Copy every line of the material below word for word, with nothing changed or left out.
━━ DATA ENTRIES ━━
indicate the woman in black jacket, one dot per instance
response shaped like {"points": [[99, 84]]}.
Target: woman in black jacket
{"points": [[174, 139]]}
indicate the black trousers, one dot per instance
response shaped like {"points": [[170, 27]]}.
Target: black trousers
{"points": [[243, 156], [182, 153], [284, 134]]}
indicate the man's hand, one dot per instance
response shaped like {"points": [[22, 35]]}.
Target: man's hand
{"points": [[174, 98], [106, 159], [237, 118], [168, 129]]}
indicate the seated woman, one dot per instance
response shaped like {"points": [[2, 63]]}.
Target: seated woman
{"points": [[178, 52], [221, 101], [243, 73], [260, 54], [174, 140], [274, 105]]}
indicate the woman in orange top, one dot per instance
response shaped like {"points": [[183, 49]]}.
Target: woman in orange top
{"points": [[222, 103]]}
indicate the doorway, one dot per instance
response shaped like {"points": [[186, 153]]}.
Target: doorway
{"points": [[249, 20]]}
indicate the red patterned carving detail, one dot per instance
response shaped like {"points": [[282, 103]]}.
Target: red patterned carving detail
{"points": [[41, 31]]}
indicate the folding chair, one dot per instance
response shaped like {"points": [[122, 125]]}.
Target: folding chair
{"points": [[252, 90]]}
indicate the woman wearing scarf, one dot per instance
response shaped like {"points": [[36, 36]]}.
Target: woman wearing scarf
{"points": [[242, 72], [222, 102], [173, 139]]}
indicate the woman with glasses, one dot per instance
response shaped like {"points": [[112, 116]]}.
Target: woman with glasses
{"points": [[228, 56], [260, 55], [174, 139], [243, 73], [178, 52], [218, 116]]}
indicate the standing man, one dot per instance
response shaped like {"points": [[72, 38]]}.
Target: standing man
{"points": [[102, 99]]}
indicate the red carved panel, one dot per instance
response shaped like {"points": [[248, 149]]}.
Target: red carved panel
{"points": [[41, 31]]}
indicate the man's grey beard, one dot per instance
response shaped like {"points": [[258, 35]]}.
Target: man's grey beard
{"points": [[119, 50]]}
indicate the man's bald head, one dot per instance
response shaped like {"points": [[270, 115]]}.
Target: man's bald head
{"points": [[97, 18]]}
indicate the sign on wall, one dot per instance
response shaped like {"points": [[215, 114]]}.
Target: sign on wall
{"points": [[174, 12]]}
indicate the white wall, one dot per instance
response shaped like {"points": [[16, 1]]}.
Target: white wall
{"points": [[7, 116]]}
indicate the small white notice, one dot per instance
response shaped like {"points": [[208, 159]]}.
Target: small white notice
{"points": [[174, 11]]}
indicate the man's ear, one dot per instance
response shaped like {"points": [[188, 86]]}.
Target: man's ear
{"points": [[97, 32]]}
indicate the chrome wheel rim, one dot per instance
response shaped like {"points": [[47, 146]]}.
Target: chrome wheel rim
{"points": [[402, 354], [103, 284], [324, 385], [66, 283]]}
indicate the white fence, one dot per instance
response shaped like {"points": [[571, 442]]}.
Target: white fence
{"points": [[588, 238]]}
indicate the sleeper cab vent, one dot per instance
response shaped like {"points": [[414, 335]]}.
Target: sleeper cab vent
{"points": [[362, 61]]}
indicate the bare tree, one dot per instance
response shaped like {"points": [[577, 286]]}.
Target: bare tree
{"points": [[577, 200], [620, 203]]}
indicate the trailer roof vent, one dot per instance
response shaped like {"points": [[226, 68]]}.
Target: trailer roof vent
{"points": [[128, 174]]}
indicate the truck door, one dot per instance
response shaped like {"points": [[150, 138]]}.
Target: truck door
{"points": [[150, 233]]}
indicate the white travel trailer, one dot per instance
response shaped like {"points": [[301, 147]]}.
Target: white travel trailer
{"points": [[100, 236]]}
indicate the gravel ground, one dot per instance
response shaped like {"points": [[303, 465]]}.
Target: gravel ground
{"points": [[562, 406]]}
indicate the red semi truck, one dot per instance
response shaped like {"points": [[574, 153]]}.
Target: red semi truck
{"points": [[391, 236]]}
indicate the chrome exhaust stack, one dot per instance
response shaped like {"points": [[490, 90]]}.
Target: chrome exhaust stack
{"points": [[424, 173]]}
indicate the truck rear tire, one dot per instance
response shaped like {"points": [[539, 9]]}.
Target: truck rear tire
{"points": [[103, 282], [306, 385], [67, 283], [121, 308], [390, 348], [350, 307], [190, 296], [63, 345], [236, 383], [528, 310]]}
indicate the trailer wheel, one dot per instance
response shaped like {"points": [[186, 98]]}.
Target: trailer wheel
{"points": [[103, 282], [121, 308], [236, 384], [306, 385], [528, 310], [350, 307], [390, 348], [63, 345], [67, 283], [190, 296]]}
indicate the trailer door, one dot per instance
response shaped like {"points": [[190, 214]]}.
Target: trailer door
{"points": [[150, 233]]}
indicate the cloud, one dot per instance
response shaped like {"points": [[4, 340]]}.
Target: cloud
━━━
REPLY:
indicate the woman in black jacket, one dot per instance
response shaped like {"points": [[99, 84]]}.
Target: woman in black jacket
{"points": [[174, 139]]}
indicate the black trousers, one dot per instance
response shaped like {"points": [[170, 27]]}.
Target: black trousers
{"points": [[243, 156], [182, 153], [284, 134]]}
indicate the man's hand, one dot per instance
response shaped like {"points": [[22, 35]]}.
Target: man's hand
{"points": [[174, 98], [106, 159], [237, 118], [168, 129]]}
indicate the seated woman, one dot per instance
response shaped like {"points": [[2, 63]]}.
Target: seated woman
{"points": [[178, 52], [221, 101], [243, 73], [260, 54], [174, 140], [274, 105]]}
indicate the woman in orange top, one dot per instance
response shaped like {"points": [[183, 49]]}.
Target: woman in orange top
{"points": [[222, 103]]}
indicate the doorway, one dot per instance
response shaped like {"points": [[186, 153]]}.
Target: doorway
{"points": [[249, 20]]}
indicate the red patterned carving detail, one dot per instance
response shaped like {"points": [[282, 103]]}.
Target: red patterned carving detail
{"points": [[41, 31]]}
indicate the folding chair, one dot per instance
response shaped like {"points": [[122, 125]]}.
Target: folding chair
{"points": [[252, 90]]}
indicate the woman wearing scarf, one dot per instance
response shaped like {"points": [[36, 36]]}.
Target: woman wearing scarf
{"points": [[242, 72], [222, 102], [173, 139]]}
indicate the woman with glasses, one dot per instance
response shaped like {"points": [[112, 116]]}.
Target: woman with glasses
{"points": [[228, 56], [260, 55], [174, 139], [243, 73], [178, 52], [218, 116]]}
indicate the standing man, one dot per instance
response shaped like {"points": [[72, 38]]}.
Target: standing man
{"points": [[102, 99]]}
indicate the red carved panel, one dot per instance
response shaped like {"points": [[248, 149]]}.
Target: red carved panel
{"points": [[41, 31]]}
indicate the man's grey beard, one dot per instance
response shaped like {"points": [[258, 35]]}.
Target: man's grey beard
{"points": [[119, 50]]}
indicate the man's bald head, one dot per instance
response shaped like {"points": [[270, 115]]}.
Target: man's bald head
{"points": [[97, 18]]}
indicate the sign on wall, one dot per instance
response shaped like {"points": [[215, 114]]}.
Target: sign on wall
{"points": [[174, 12]]}
indicate the white wall, one dot per instance
response shaped like {"points": [[16, 1]]}.
Target: white wall
{"points": [[7, 116]]}
indicate the small white notice, one dot per instance
response shaped like {"points": [[208, 159]]}.
Target: small white notice
{"points": [[174, 11]]}
indicate the man's ear, one dot per instance
response shaped like {"points": [[188, 86]]}.
Target: man's ear
{"points": [[97, 32]]}
indicate the chrome wheel rim, one dot per instance
response shaped like {"points": [[47, 146]]}.
Target: chrome wheel rim
{"points": [[402, 354], [103, 284], [324, 385], [66, 283]]}
indicate the white fence, one dot per instance
response shaped like {"points": [[571, 442]]}.
Target: white fence
{"points": [[588, 238]]}
indicate the sleeper cab vent, one dot per instance
response shaped like {"points": [[414, 335]]}.
Target: sleeper cab vent
{"points": [[362, 61]]}
indicate the bare tree, one dot per instance
response shaped like {"points": [[577, 286]]}.
Target: bare tree
{"points": [[577, 200], [620, 203]]}
indicate the trailer roof vent, one dot per instance
response shaped like {"points": [[226, 68]]}.
Target: trailer roof vent
{"points": [[128, 174]]}
indicate the truck door, one dot per instance
response shaped like {"points": [[150, 138]]}.
Target: truck door
{"points": [[150, 233]]}
indicate the white travel trailer, one dot per instance
response shaped like {"points": [[301, 147]]}.
Target: white travel trailer
{"points": [[100, 236]]}
indicate the gravel ground, one dot per instance
response shaped like {"points": [[303, 465]]}.
Target: gravel ground
{"points": [[562, 406]]}
indicate the red semi truck, one dot per instance
response shaped like {"points": [[574, 153]]}.
Target: red semi truck
{"points": [[391, 236]]}
indicate the chrome exhaust stack, one dot per instance
response shaped like {"points": [[490, 90]]}.
Target: chrome exhaust stack
{"points": [[424, 173]]}
indicate the truck rear tire, one dot per instance
response shaped like {"points": [[539, 9]]}.
Target: truck rear tire
{"points": [[103, 282], [306, 385], [67, 283], [121, 308], [390, 348], [350, 307], [190, 296], [63, 345], [236, 383], [528, 310]]}
indicate the trailer wheel, one dot per instance
response shaped like {"points": [[186, 98]]}.
Target: trailer wheel
{"points": [[103, 282], [121, 308], [236, 384], [306, 385], [528, 310], [350, 307], [390, 348], [63, 345], [67, 283], [190, 296]]}
indicate the trailer door, one dot per instance
response shaped like {"points": [[190, 214]]}.
Target: trailer door
{"points": [[150, 233]]}
indicate the cloud, one dot per instance
response shaped like {"points": [[4, 340]]}.
Target: cloud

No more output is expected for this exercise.